=== Document passage ===
----------------------------------------
# Classic car insurance



## Qawra (5 Jun 2006)

Does anyone know where I can find the conditions for getting classic car insurance? I am thinking of buying a 1981 MG BGT or a 1973 VW Beetle and I am wondering as a provisional driver can i get classic insurance on either of these?


----------



## Ravima (5 Jun 2006)

Last week I heard that FBD are doing some form of classic car insurance, but there are conditions - try their website


----------



## Eurofan (6 Jun 2006)

Usually full license required, can't be your main car, vehicle must be 20 years old minimum, annual mileage limits normally apply and the youngest driver most accept is, i believe, 25 years old with some stipulating 30 years old.


----------



## Qawra (6 Jun 2006)

Thanks Guys. It would be my main car but how do the insurance company know whether it is or isn't?


----------



## Eurofan (6 Jun 2006)
----------------------------------------
=== Items ===
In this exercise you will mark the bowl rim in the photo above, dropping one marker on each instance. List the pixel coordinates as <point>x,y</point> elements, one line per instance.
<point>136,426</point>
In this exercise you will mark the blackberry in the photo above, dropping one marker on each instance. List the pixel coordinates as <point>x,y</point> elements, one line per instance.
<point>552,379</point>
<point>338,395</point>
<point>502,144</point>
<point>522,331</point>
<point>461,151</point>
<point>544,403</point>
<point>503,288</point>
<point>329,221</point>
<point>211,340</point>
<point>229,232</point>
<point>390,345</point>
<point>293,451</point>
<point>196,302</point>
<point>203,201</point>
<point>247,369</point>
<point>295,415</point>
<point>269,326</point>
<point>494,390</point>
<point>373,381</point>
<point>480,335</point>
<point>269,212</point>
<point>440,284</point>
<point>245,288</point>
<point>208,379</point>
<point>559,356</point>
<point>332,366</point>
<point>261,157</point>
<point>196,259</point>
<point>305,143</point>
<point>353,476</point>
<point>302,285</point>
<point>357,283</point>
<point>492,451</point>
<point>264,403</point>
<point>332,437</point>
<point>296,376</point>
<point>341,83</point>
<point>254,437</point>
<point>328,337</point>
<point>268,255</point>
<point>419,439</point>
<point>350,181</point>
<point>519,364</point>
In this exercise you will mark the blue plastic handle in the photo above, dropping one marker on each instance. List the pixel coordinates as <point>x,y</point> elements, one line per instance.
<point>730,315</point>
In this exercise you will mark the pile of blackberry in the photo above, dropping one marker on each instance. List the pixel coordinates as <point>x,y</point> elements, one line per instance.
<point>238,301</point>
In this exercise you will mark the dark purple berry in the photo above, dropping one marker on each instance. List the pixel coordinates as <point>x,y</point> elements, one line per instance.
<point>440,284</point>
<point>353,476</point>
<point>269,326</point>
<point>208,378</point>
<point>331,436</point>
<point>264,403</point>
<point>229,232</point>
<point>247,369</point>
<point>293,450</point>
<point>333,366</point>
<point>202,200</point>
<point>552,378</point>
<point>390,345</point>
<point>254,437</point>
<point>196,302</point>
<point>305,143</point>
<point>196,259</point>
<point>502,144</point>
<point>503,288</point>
----------------------------------------
=== Given problem ===
Extend the classic car insurance thread from where it stops, beginning with the reply from Eurofan dated 6 Jun 2006.

=== Answer to this task ===
Qawra said:
			
		

> Thanks Guys. It would be my main car but how do the insurance company know whether it is or isn't?


Because you'd be asked to supply evidence of cover on a main car.

Btw it would be insanely stupid to go down any road that involves _"but how do the insurance company know whether it is or isn't"_.

Non-declaration of anything relevant or fraudulantly declaring something along the lines of what you're suggesting would automatically render the cover null and void.

They'd _"know"_ this the moment you have an accident and they follow it up (they *always* investigate). You'd then be personally liable for any costs/legal/criminal action.


----------



## Qawra (7 Jun 2006)

Thanks Eurofan, the request was more of one in hope than anything else. I am going through the frustrations of getting insurance at the moment and I am finding that my age seems to be irrelevant. I am 28 but because I am on my provisional they refused to quote me on 1.6 litre Hyundai coupe. What hope do I have?


----------



## Eurofan (7 Jun 2006)

Yup the provisional is whats killing you, get that test asap! Best of luck, the Hyundai Coupe is a nice car.

Try FBD btw, one of my mates is 28 and got insurance on a 1.6 Toledo last year with them on a provisional.


----------



## Qawra (8 Jun 2006)

Cheers, will do


----------



## liamwoods (9 Jun 2006)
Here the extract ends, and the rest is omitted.